From the line holding "Objective — one pin per instance of the green" to the final line of the entries, set down each line exactly, including both, and nothing more.

Saved entries
* * *

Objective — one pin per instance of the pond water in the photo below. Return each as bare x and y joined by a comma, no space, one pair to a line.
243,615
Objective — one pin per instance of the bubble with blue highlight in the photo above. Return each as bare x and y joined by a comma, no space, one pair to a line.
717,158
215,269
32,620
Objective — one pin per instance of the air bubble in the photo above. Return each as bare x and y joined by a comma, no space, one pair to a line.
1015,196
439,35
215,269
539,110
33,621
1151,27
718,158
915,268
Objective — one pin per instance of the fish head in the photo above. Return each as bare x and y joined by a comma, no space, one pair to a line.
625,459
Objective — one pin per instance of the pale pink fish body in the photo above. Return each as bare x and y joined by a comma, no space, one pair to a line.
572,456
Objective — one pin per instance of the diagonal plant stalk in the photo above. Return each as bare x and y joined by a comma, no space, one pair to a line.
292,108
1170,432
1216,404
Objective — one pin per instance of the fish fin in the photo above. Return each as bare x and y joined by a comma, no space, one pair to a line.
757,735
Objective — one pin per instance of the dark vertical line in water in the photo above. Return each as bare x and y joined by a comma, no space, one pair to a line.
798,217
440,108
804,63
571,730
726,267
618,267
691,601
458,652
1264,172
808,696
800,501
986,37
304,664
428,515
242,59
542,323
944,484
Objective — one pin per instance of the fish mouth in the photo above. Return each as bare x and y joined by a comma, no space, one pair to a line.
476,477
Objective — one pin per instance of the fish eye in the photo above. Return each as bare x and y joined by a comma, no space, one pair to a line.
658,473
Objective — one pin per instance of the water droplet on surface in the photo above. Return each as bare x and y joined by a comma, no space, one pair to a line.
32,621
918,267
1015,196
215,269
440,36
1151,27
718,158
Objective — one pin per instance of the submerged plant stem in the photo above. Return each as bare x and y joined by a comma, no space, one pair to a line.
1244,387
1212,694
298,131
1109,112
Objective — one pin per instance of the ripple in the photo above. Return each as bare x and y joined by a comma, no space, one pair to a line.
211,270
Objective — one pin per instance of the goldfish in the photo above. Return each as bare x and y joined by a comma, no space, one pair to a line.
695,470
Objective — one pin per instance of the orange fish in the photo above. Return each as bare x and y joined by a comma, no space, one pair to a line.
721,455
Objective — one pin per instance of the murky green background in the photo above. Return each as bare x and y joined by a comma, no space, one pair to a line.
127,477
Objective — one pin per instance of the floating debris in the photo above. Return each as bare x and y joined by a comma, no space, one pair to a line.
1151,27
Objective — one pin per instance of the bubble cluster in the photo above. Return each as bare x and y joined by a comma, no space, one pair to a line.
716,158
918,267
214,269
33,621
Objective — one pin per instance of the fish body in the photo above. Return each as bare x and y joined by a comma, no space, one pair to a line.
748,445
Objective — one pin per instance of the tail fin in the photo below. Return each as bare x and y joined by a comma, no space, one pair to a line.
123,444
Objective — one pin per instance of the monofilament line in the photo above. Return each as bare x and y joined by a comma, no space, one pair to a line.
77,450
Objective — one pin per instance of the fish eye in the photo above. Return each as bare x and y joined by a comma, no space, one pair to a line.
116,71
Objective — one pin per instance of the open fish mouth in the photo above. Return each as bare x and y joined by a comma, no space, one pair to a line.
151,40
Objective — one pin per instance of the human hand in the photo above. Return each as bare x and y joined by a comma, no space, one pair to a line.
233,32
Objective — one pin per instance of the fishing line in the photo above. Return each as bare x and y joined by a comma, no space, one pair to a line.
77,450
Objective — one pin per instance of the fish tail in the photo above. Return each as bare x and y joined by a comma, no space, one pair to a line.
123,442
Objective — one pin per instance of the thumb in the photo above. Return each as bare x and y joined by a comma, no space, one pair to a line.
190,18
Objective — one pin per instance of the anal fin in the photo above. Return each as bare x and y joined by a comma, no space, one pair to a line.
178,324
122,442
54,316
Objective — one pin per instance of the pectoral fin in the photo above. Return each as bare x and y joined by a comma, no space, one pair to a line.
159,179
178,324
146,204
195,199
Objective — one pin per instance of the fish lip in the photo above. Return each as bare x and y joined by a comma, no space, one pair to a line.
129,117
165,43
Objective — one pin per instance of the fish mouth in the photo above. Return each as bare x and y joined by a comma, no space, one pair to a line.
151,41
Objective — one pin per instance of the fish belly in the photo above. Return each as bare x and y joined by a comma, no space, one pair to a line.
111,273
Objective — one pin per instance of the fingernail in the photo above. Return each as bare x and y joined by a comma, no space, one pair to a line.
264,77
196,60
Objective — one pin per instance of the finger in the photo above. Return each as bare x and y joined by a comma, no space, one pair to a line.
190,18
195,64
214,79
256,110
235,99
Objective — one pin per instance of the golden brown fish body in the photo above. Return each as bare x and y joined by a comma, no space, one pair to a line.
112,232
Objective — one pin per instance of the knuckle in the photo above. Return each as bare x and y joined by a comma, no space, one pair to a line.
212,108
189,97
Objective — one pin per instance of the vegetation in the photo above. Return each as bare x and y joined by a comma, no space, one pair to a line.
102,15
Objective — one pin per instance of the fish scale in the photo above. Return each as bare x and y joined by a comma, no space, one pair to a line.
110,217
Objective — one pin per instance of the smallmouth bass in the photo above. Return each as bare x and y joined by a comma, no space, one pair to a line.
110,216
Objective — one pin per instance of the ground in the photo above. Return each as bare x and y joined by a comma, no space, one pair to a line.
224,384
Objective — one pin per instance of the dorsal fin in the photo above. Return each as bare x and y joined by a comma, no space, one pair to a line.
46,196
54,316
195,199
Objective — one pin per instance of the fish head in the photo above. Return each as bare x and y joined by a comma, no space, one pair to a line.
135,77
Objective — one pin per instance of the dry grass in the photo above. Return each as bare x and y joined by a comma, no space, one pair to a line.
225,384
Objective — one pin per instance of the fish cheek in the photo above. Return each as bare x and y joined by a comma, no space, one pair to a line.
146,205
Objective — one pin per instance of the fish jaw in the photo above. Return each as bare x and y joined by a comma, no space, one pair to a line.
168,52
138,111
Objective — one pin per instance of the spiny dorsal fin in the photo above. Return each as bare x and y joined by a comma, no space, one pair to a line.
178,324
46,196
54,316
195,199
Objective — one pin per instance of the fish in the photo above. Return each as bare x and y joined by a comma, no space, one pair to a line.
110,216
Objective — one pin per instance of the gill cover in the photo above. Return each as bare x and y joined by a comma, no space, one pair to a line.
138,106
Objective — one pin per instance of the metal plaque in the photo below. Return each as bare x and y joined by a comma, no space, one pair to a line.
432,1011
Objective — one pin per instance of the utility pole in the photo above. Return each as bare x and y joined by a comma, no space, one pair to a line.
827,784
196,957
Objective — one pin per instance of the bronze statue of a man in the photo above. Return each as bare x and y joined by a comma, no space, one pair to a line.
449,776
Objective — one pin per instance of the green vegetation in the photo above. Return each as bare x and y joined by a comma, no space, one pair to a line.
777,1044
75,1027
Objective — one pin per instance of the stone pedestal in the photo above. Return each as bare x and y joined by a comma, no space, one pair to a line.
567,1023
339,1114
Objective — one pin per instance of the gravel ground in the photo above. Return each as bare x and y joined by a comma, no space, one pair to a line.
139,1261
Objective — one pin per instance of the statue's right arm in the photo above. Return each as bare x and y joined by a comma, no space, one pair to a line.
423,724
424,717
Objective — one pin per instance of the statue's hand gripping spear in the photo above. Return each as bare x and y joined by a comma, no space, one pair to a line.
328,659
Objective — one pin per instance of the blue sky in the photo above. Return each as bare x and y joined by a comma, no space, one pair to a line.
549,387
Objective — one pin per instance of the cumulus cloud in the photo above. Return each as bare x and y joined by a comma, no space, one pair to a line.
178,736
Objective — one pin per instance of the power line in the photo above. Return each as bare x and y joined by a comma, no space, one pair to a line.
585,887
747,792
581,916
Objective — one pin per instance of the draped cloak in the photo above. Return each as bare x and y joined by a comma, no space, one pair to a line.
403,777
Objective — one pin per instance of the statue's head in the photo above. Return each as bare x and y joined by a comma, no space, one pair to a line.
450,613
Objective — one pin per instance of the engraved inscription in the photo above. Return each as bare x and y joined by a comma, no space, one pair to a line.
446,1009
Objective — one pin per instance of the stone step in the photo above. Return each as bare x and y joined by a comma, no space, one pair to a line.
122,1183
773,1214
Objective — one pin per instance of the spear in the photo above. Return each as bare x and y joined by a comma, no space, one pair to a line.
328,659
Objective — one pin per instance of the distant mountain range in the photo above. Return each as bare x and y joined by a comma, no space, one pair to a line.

* * *

### Expected answer
Objective — one pin per instance of the green vegetation in the photo above. Return each as bare x and y joined by a comma, no space, one pair to a line.
777,1044
75,1027
Objective — one pin per instance of the stone pedestal in the photo above. Return each as bare x and y joined by a comma, no space, one pair to a line.
567,1023
339,1114
Objective — one pin per instance of the gravel ground in the photo above. Return each as bare x and y joined by a comma, no space, one pair to a line.
139,1261
Objective — one pin per instance of the statue's right arm in the photo above. Return each as bare x and y joined by a comma, no space, one pair to a line.
423,724
424,717
Objective — one pin per instance of the statue's hand gripping spear in the photo above. Return each as bare x and y joined by a comma, no space, one pair to a line.
328,659
Objective — one pin per instance of the blue sky in the photo above. Return each as bare x and y joined by a comma, no space, one pair to a line.
549,387
Objective — one pin per instance of the cumulus cloud in the photo above. Return each as bare x and y joined by a comma, no space, one pair to a line.
178,736
Objective — one pin per instance of the power line in the photo above. Return each as bare x and y joined by a comma, no space, one pair to a line.
585,887
747,792
581,916
Objective — one pin per instance of the draped cloak in the photo above. Return each as bare x and y joined by a comma, no space, one pair to a line.
403,777
Objective — one pin per instance of the statue's head in the photo above. Return each as bare x and y joined by a comma, no space, one pair to a line.
450,613
Objective — one pin per instance of the engraved inscription in the photo above. Return each as bare x and y joined by a comma, no space, one pair to a line.
446,1009
Objective — one pin per instance of the stone step in the photo above. Return each as bare x and y joined by a comma, no space, one pair to a line.
122,1183
773,1214
Objective — one pin per instance of the spear in the photo above. Return each as bare x and y joined by a comma, no space, one pair to a line.
328,659
Objective — one pin per instance of the distant mountain range in the photo above. Return each as bare x and y joined by a comma, no space, one pair to a line.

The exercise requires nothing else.